What to produce:
Give the number of lines in the data below that contain "long", and only that number.

§

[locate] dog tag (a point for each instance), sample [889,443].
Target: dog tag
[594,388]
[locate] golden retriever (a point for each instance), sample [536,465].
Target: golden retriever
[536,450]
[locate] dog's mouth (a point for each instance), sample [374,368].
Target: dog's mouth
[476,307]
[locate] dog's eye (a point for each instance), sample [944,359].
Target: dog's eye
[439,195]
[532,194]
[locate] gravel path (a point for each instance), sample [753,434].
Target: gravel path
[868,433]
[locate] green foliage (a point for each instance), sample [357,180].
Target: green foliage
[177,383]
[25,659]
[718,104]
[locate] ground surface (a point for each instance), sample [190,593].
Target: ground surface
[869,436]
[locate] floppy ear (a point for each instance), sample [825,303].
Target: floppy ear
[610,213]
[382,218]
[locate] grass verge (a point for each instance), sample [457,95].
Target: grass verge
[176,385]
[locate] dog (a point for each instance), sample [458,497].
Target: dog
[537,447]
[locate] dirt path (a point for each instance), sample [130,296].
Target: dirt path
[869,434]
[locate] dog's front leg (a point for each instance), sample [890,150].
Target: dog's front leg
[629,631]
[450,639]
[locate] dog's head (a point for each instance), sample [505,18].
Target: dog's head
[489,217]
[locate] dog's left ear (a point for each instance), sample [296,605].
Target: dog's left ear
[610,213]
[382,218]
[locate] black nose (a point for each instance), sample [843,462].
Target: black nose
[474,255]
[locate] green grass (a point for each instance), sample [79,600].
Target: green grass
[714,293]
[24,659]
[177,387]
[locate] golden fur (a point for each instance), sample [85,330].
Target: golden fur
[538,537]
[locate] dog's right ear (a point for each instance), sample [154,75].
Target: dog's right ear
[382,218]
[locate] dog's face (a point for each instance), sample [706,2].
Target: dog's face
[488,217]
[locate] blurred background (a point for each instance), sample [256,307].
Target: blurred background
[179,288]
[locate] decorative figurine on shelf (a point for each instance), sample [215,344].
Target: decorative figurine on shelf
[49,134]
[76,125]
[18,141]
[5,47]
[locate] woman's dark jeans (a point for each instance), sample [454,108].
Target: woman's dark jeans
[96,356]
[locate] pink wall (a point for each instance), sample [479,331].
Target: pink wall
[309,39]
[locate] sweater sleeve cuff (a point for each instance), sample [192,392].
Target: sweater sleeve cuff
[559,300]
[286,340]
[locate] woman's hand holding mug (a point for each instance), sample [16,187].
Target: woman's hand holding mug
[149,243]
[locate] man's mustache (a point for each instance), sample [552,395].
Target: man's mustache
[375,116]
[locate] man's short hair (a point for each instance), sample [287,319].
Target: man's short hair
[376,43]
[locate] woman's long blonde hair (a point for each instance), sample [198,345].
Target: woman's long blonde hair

§

Task output:
2